ACTIONS TO TAKE:
A) In the land use code excerpt, what is the most that all extensions of the decision period can add up to?
B) For each statement, say whether the land use code excerpt agrees, and quote the words of the excerpt that decide it.
(i) The Planning Commission is the review authority for site-specific zone change requests processed concurrently with a major master plan.
(ii) Declaratory rulings are exempt from the 120-day time limit.
(iii) Site-specific plan amendments are processed through a Type II proceeding.
C) Rewrite the land use code excerpt between "1.    The Planning Commission" and "major master plan.", inclusive, changing "Planning Commission" to "Planning Board".
>> begin READING PASSAGE
Because site-specific plan amendments require an alteration of the Bend Comprehensive Plan by action of the City Council, they shall be processed through the Type III quasi-judicial proceeding where the initial Hearings Body makes a recommendation to the City Council for a final decision. [Ord. NS-2271, 2016; Ord. NS-2122, 2009; Ord. NS-2016, 2006]

4.1.429 Review Authority for Site-Specific Zone Change.

A.    The following is the review authority for site-specific zone change requests (Type III process) that bring the zoning into conformance with the Bend Comprehensive Plan:

1.    The Planning Commission is the review authority for site-specific zone change requests processed concurrently with a minor master plan.

2.    The City Council is the review authority for site-specific zone change requests processed concurrently with a major master plan.

3.    The Hearings Officer is the review authority for all other site-specific zone change requests. [Ord. NS-2289, 2017; Ord. NS-2271, 2016; Ord. NS-2122, 2009; Ord. NS-2016, 2006]

4.1.430 Final Action in Type II or III Actions.

A.    Where provided by this code or State statute, the City shall take final action, including consideration of appeals to the Council, in Type II or III actions within 120 days after the application is deemed complete.

B.    The periods set forth in this section during which a final decision on an application must be made may be extended for a reasonable period of time to a date certain at the written request of the applicant. The total of all extensions cannot exceed 245 days.

C.    Applications for the following determinations or approvals are exempt from the 120-day time limit established by this section:

1.    Quasi-judicial Comprehensive Plan amendments;

2.    Revocation proceedings;

3.    Declaratory rulings;

4.    Consideration of remanded applications;

5.    Legislative actions; and

6.    Major master plans. [Ord. NS-2289, 2017; Ord. NS-2122, 2009; Ord. NS-2016, 2006]

4.1.435 Temporary Approval.

A.    The purpose of temporary land use approval is to allow an applicant in certain hardship or emergency situations to proceed without notice to those ordinarily entitled to notice with a land use action proposed in an application made to the Planning Division before the Division completes its review of the proposed use. In all cases, an applicant receiving temporary approval must obtain final approval on the submitted application pursuant to the procedures specified in this code.
>> end READING PASSAGE
>> begin INFORMATION GIVEN
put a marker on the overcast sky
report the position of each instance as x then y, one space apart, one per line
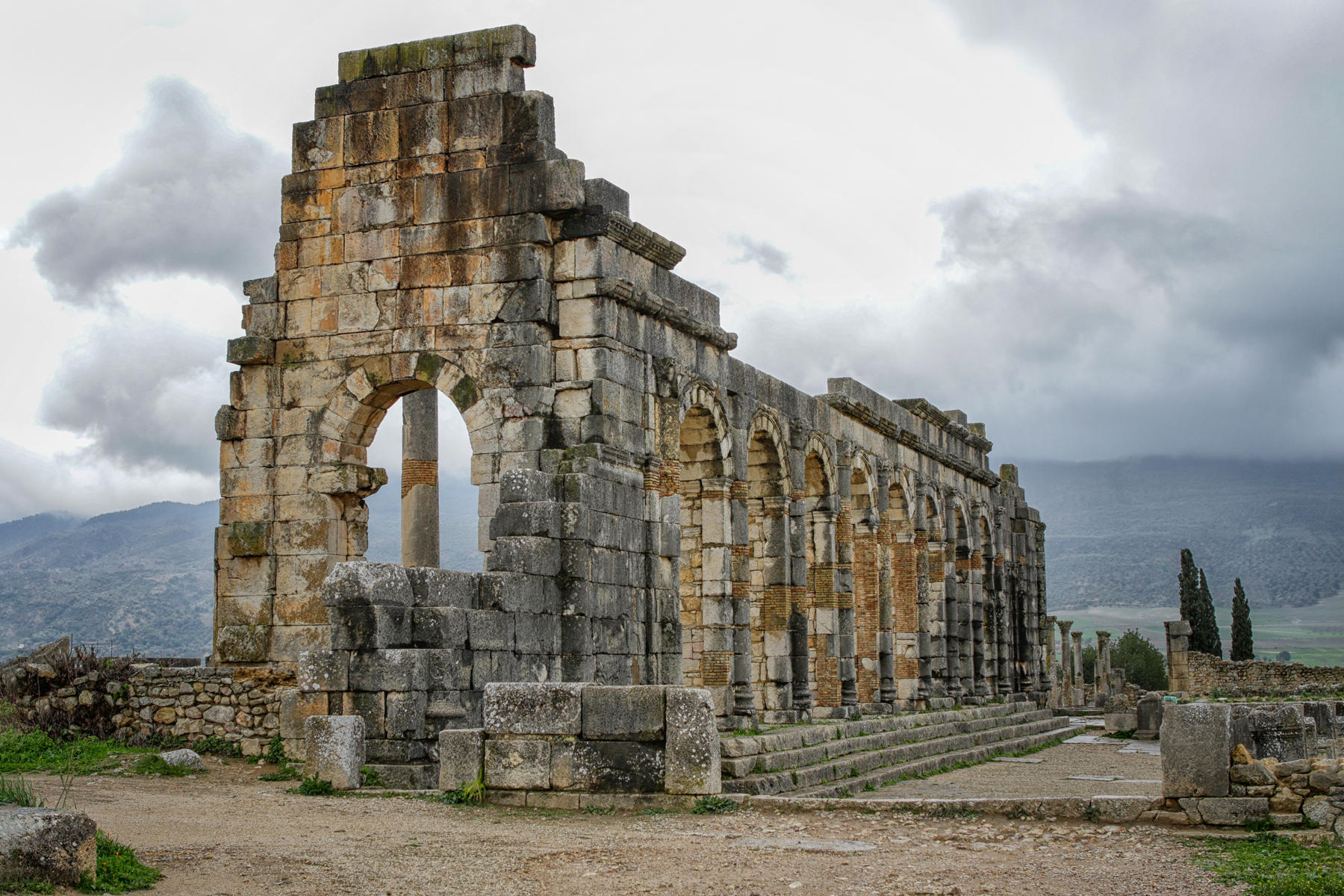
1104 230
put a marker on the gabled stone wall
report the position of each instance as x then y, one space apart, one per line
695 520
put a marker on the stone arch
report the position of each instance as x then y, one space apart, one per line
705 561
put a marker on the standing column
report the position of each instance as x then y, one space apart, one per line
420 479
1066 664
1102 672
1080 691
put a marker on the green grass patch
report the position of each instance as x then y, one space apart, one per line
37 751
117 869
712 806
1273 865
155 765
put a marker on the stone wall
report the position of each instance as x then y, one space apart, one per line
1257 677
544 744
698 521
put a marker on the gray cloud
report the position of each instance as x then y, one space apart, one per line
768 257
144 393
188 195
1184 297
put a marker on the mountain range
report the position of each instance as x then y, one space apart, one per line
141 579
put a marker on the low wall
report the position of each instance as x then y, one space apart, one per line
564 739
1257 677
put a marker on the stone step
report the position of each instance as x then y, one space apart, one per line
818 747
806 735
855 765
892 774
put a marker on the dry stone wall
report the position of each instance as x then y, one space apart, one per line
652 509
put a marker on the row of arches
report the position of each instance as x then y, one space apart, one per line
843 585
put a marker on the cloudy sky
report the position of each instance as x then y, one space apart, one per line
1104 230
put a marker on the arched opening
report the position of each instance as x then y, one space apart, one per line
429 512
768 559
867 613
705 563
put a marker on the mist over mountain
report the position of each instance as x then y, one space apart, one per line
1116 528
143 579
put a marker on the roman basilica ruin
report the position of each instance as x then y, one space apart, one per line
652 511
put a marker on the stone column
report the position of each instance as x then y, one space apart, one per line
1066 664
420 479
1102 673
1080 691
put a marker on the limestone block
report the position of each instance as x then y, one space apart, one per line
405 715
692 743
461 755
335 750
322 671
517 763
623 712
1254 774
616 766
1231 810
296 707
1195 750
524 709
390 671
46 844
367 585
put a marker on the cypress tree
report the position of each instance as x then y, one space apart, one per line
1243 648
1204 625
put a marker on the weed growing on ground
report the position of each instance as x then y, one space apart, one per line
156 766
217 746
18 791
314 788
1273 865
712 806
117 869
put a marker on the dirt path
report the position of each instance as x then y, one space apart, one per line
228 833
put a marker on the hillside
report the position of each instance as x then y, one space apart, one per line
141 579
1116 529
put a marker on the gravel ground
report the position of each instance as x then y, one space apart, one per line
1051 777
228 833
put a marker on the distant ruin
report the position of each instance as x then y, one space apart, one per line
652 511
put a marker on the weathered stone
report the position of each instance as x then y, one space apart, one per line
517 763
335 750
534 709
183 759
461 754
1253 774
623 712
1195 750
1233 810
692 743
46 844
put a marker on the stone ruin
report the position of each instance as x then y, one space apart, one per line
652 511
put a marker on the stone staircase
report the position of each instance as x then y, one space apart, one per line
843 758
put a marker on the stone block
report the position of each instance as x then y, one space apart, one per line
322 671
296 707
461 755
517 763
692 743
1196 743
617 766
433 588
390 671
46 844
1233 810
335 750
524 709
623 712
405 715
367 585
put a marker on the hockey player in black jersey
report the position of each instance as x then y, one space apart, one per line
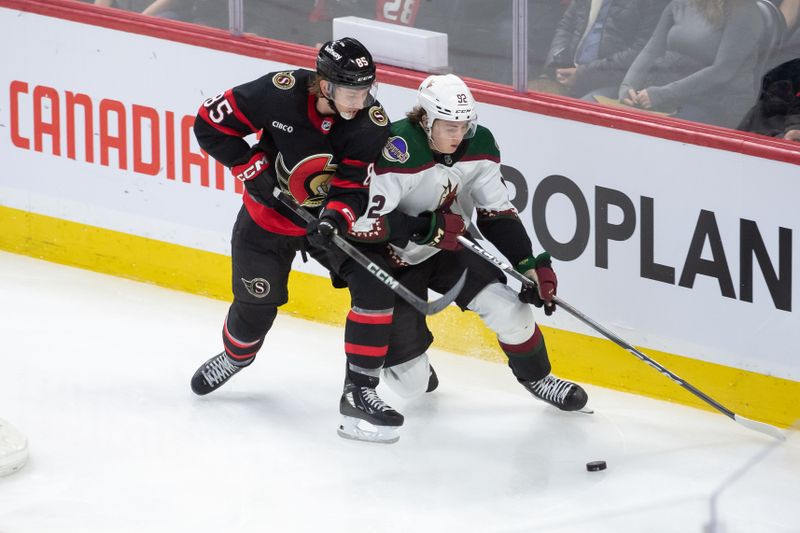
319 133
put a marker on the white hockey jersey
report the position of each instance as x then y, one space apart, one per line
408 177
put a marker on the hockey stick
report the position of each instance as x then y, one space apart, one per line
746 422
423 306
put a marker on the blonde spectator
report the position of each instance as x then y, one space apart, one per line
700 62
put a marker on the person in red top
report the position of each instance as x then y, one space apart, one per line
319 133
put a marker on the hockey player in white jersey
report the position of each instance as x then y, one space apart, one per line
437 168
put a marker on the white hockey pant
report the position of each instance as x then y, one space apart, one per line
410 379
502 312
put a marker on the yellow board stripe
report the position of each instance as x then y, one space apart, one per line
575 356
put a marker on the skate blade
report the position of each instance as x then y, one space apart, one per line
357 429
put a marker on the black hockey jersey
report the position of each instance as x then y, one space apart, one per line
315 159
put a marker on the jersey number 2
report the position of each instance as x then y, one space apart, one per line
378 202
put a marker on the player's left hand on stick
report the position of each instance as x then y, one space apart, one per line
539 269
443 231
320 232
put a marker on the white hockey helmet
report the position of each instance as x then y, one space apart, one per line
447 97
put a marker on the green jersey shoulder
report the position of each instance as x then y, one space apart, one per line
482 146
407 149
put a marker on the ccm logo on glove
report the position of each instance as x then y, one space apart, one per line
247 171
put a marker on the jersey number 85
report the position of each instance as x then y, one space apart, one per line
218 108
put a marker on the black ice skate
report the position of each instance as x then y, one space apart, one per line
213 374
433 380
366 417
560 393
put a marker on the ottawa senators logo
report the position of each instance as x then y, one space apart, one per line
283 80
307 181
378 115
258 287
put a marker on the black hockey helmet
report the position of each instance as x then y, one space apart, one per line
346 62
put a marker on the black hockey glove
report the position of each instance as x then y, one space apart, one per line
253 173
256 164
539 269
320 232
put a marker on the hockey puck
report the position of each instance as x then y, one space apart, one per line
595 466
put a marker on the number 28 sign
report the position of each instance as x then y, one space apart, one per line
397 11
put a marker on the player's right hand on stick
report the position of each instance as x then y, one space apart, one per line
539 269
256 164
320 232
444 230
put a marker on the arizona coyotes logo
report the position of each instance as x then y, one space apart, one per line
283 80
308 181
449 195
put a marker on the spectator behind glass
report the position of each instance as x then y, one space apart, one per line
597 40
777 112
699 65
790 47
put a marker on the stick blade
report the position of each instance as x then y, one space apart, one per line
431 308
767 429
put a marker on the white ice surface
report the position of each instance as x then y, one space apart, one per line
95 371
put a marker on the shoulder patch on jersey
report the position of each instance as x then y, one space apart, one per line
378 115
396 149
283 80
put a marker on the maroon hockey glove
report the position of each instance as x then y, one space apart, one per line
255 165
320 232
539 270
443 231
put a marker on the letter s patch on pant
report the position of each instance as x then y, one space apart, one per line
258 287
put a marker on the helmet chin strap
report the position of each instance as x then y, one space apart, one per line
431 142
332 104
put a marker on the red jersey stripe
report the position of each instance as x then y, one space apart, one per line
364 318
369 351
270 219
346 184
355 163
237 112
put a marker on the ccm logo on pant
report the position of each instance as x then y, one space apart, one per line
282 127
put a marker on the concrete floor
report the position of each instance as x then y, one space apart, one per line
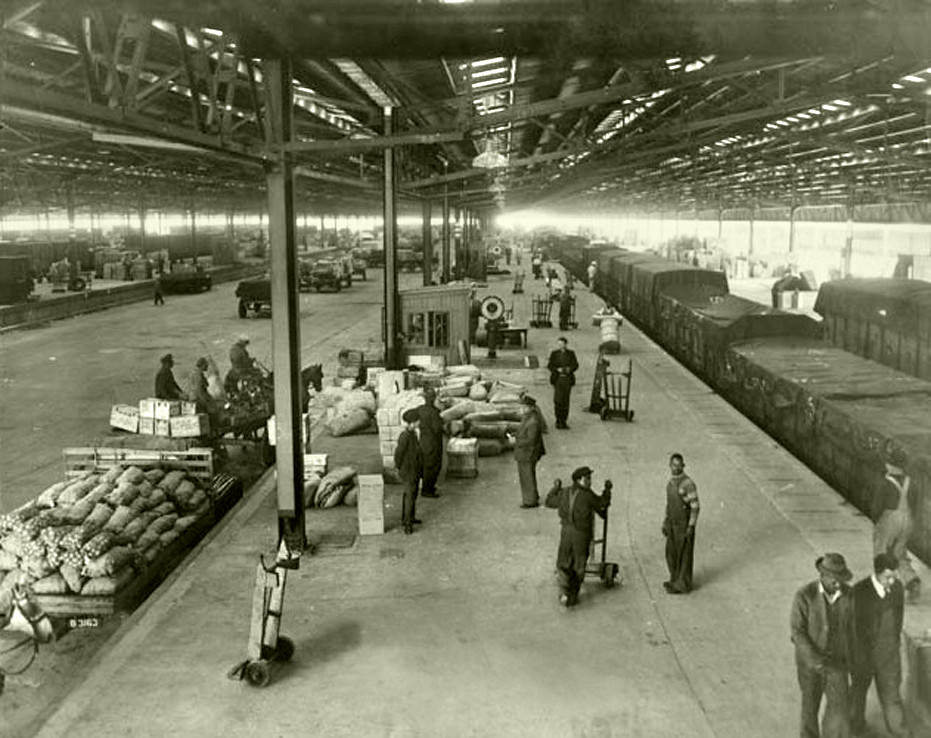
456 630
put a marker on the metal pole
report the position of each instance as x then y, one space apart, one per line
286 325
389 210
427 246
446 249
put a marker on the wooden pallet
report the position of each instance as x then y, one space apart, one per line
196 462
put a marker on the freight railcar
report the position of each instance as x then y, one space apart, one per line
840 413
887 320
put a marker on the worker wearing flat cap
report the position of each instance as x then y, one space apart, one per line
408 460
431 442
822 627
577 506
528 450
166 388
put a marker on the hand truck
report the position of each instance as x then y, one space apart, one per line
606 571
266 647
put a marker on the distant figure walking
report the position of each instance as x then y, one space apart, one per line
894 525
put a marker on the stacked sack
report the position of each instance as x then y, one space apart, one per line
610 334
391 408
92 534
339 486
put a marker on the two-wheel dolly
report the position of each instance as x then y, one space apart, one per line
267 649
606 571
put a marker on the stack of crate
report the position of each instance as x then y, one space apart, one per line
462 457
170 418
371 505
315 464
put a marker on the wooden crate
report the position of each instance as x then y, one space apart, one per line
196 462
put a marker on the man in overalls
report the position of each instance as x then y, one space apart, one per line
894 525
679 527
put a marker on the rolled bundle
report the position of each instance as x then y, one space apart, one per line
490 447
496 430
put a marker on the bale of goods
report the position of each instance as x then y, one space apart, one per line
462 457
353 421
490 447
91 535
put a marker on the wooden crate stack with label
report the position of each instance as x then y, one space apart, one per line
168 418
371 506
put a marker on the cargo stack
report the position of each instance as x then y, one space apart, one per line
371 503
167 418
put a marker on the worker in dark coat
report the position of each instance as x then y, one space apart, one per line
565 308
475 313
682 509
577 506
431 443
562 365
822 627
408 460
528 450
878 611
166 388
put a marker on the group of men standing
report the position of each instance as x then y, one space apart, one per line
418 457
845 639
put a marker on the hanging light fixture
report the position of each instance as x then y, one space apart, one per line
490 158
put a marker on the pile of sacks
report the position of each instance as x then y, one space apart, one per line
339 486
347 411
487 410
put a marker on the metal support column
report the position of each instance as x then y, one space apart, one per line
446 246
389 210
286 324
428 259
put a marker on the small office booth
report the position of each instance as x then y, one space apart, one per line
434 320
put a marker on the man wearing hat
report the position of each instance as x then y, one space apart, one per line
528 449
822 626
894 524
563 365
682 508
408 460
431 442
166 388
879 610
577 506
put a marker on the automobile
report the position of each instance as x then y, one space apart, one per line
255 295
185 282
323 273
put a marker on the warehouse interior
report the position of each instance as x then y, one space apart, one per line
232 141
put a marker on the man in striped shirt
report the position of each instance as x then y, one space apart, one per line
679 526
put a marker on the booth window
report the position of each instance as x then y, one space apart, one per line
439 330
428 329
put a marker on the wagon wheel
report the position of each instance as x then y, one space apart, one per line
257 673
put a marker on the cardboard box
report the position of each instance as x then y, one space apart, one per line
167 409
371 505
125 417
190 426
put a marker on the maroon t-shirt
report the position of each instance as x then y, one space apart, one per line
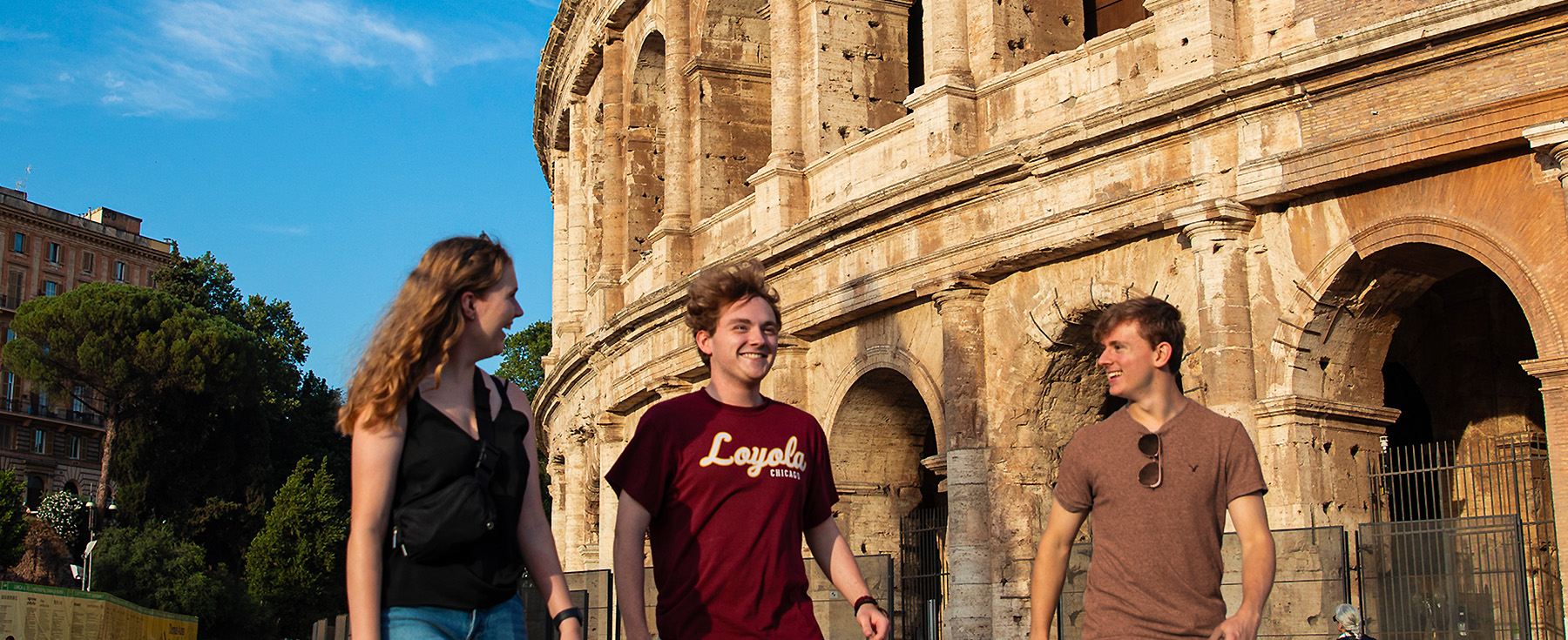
>> end INFORMATION GIVEN
ANSWERS TO THE PROBLEMS:
A) 245 days.

B)
(i) No: "The City Council is the review authority for site-specific zone change requests processed concurrently with a major master plan."
(ii) Yes: "Applications for the following determinations or approvals are exempt from the 120-day time limit established by this section" and "Declaratory rulings;"
(iii) No: "they shall be processed through the Type III quasi-judicial proceeding"

C)
1.    The Planning Board is the review authority for site-specific zone change requests processed concurrently with a minor master plan.

2.    The City Council is the review authority for site-specific zone change requests processed concurrently with a major master plan.